#### [ACTIVITY]
The data follows. Retype every entry exactly.

[Dataset entries]
-*-

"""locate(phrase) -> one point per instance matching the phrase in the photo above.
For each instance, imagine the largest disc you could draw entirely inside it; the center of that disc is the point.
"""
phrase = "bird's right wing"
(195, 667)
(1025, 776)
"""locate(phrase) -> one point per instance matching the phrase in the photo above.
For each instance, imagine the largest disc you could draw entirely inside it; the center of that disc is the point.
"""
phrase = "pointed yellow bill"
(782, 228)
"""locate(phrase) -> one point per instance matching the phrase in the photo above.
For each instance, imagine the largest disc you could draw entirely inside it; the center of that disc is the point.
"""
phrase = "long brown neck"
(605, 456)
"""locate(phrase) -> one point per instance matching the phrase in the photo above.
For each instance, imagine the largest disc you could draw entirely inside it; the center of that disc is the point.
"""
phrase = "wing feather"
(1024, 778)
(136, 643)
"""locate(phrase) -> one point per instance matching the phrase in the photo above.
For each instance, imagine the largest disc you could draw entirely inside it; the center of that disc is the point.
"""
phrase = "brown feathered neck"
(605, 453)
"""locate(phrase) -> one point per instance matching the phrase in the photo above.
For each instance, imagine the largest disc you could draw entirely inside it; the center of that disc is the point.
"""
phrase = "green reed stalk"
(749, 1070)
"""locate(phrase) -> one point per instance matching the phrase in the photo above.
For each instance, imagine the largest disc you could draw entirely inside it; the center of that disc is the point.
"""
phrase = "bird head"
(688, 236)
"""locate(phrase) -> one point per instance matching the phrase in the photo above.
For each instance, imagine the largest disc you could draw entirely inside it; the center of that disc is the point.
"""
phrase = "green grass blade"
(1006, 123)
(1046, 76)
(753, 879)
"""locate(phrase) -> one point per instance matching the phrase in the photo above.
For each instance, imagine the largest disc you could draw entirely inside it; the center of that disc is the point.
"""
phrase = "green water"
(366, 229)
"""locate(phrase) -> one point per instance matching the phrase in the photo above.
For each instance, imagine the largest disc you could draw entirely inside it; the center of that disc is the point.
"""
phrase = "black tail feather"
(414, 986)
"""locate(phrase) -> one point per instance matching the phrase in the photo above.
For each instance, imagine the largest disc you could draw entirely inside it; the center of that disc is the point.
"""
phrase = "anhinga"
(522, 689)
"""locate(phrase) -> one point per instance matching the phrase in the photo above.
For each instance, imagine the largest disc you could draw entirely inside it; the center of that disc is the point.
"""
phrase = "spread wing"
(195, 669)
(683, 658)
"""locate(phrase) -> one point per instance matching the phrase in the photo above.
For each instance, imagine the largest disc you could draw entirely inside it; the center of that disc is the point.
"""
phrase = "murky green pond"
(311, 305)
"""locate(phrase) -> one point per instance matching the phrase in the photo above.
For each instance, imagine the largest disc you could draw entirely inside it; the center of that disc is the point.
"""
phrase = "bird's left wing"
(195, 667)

-*-

#### [EXPECTED OUTPUT]
"""locate(phrase) -> one point per instance matching the phrase in the photo above.
For each instance, imagine the largest disc you could draw entirely inside it; the center of that disc is the point.
"""
phrase = "bird's right wing"
(195, 667)
(1025, 776)
"""locate(phrase) -> one point per instance matching the phrase in the photo above.
For each instance, imagine the largest disc you could draw entirely inside it; the center of that disc is the point.
"""
phrase = "pointed yellow bill"
(782, 228)
"""locate(phrase) -> one point per instance matching the phrase in the photo above.
For each instance, imagine the largest disc you could draw entirely inside it; the center of that disc is the point.
"""
phrase = "long brown neck"
(605, 456)
"""locate(phrase) -> one point per instance matching the phrase in the photo above.
For each instance, imagine the largest disc you could draw entirely inside it; the center of that disc is the point.
"""
phrase = "wing feather"
(1024, 778)
(136, 643)
"""locate(phrase) -> one point per instance matching the phrase in the photo above.
For each instance, imagine the largest disc you could draw entirely inside it; the center of that disc is the point.
"""
phrase = "brown feathered neck"
(605, 453)
"""locate(phrase) -> one point per instance matching the phrase in the photo above.
For each instance, imagine the largest disc you could draw entirely inside it; the center of that disc is the point.
"""
phrase = "green reed stalk"
(749, 1070)
"""locate(phrase) -> one point per instance matching the phrase in the photo above.
For each instance, imagine the largest disc you could draw entirely inside it; the center of that disc is the point.
"""
phrase = "bird head"
(688, 236)
"""locate(phrase) -> one point per instance matching the phrase in the photo above.
For each instance, imagine the largest disc you could draw entirely inside it; the center of that disc is the point.
"""
phrase = "green grass blade"
(1006, 123)
(1046, 76)
(753, 879)
"""locate(phrase) -> one point per instance matching the phrase in the photo above.
For each instance, imagine the largest disc you could draw entirely inside it; the center of that disc is the point.
"""
phrase = "green water"
(366, 229)
"""locate(phrase) -> one point per instance matching the phrase in the photo above.
For each instance, imagine the largest disc you could draw entirely inside it; the center of that disc is the point.
"""
phrase = "black tail feather"
(414, 986)
"""locate(phrase) -> one point per instance matching the phrase in the photo above.
For each instance, imagine the largest disc you could draw entirely inside it; the center of that disc is the point.
"""
phrase = "anhinga"
(522, 689)
"""locate(phrase) -> one point per instance matching the phrase in the photo above.
For each instance, imagine the largest disc you could draw entirely inside it; the center of that disc is the point.
"""
phrase = "spread wing"
(195, 669)
(683, 658)
"""locate(phrase) -> one point per instance matching the phrase in the photo above.
For each instance, imagine the largest disc you could draw entirely inside it; the center of that disc is the point.
"""
phrase = "murky green pond"
(311, 305)
"""locate(phrase) -> one point per instance matching the phrase in the photo above.
For each instance, imagine the largest disc you could draw entirely inside it; the center of that disc is the point.
"""
phrase = "bird's left wing"
(195, 667)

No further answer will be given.